Text under study section start

Alfred Edwin Day, a 17-year-old left the home he shared with his family the evening of October 11, 1913. He had been very quiet, and his parents were hoping that after meeting his friends in Auckland he would return in better spirits.
His friend Benjamin Smith knew the truth about why his friend was so down. He had been jilted by a girlfriend and had threatened to take his life. He was later found at the beach barely alive, and later died at Auckland Hospital after taking a dose of poison that left his lips burned and blistered. He was buried at Waikumete Cemetery.
In September of 1931, a Chinese fruiterer named Wing Tim Poy was found hanging in the cellar of a house located in 65 Gray's Avenue. He was only 40 years old and married, and had made arrangements to visit his family and wife in China. The health authorities did not allow him to leave as he was found to be suffering from leprosy. He left a suicide note and was buried in the Public Burial Area A of Waikumete Cemetery.
In modern time, approximately a dozen suicides have taken place, some by hanging in the low-lying branches along the road, earning it the name Suicide Lane.
At one time murderers convicted to hang would be sent directly to Waikumete Cemetery, where they were executed and summarily buried in unmarked graves. Ghost gum trees were planted to indicate the area where they were interred which is known as Murderers' Grove which is in the old section of the cemetery. This was also where paupers were buried as well.
When the Spanish Influenza raged worldwide, New Zealand was not spared. Over 8,500 New Zealanders died, 1128 were from Auckland. Many doctors, nurses and volunteers also became sick and died. The bodies were so numerous that at one point the hospital refused to accept them, and they were being shipped by train directly to a mortuary set up in the cemetery. These building would be marked with a white cross, and the bodies were buried in hastily opened trenches.
Glen Eden Railway Station was the last stop before they would be taken over to the mortuary in the cemetery. The bodies would be stacked on the platform, and it not surprising that the station is also haunted.
There is one ghost in particular which has been haunting the platform for the last 80 years. His name was Alex MacFarlane, and he had survived WWI and the spanish flu.
He was a railway porter and had immigrated from Scotland in 1913. The accident that ended his life took place on January 11th, 1924.
The train was coming into the station, having already slowed down. Witnesses said that MacFarlane had been walking towards the engine when he slipped, overbalanced and fell face down. The driver hit the brakes but it was too late and the wheels rolled over MacFarlane's legs just above his knees. He was transported by carriage and ambulance to the hospital where he died two hours later.
The 35-year-old was buried at Waikumete Cemetery two days later. His widow Jean joined him there in 1935.
Several sightings of a bearded man has been seen on the platform, even though MacFarlane was clean shaven at the time of his death.
A cafe is located now at what used to be the railway station, and an employee described an odd looking man coming in with a top hat asking about the times the trains were running. She turned away for a moment, and he had disappeared.
Another haunted location is the old chapel where 800 urns full of ashes were discovered when services were being moved to the new, larger chapel that had been built. Several people including a sexton have seen a cloaked woman believed to be a nun inside and outside the chapel.
Banging of doors, and also from underground have been heard in different part of the cemetery. The sound of bagpipes have been heard in the military section.
Arthur Smith who used to work in the crematorium, said he had once seen a woman standing in the middle of the road. She had bare feet, and was wearing a long, white gown. Her hair was unkempt and she stared fixedly at him. He was getting ready to leave, and he recounts that he knew he had to get out of the area quickly and not meet her gaze. When he came to a gate that he had to open in order to exit, he looked from the corner of his eye, but she had disappeared. He never saw her again.

Text under study section end
Source material section start

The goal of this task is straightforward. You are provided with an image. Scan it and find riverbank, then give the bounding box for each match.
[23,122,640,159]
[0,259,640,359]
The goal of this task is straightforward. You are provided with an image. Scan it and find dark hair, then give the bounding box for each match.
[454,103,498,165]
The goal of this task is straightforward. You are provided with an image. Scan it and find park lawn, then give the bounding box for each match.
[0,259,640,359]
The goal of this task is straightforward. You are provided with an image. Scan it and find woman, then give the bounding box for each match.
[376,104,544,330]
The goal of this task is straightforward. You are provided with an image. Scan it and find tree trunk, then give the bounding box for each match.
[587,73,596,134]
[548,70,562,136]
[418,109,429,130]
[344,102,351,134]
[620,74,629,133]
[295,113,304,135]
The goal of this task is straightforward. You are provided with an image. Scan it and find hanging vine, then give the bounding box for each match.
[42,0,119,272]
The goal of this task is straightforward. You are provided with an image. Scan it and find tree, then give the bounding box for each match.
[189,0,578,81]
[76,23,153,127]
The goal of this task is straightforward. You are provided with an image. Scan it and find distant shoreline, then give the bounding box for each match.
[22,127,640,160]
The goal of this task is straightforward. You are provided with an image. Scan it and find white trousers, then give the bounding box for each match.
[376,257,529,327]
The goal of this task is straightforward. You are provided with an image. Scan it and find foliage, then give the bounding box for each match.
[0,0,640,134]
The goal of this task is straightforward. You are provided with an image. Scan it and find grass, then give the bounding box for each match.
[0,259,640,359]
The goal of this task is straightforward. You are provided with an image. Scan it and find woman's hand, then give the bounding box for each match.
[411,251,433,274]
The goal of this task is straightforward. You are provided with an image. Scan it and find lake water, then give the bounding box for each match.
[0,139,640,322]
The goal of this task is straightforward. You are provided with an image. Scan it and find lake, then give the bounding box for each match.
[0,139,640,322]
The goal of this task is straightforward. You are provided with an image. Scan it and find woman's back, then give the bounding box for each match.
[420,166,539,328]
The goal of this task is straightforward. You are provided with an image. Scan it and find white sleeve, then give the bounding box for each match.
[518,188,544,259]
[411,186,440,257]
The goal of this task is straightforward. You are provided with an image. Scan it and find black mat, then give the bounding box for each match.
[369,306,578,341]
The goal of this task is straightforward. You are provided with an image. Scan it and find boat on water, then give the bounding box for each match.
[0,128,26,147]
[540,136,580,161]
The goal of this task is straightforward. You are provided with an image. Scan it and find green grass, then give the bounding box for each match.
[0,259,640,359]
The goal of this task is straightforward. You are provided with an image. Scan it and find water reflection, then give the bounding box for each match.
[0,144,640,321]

Source material section end

**What you will do**.
A: In the account of Waikumete Cemetery, from which country did Alex MacFarlane immigrate?
B: Reproduce the part of the account of Waikumete Cemetery that begins at the words "The train was" and stops after the words "of his death.".
The lines come from a different source than the account of Waikumete Cemetery.

**Answers by item number**.
A: Scotland

B:
The train was coming into the station, having already slowed down. Witnesses said that MacFarlane had been walking towards the engine when he slipped, overbalanced and fell face down. The driver hit the brakes but it was too late and the wheels rolled over MacFarlane's legs just above his knees. He was transported by carriage and ambulance to the hospital where he died two hours later.
The 35-year-old was buried at Waikumete Cemetery two days later. His widow Jean joined him there in 1935.
Several sightings of a bearded man has been seen on the platform, even though MacFarlane was clean shaven at the time of his death.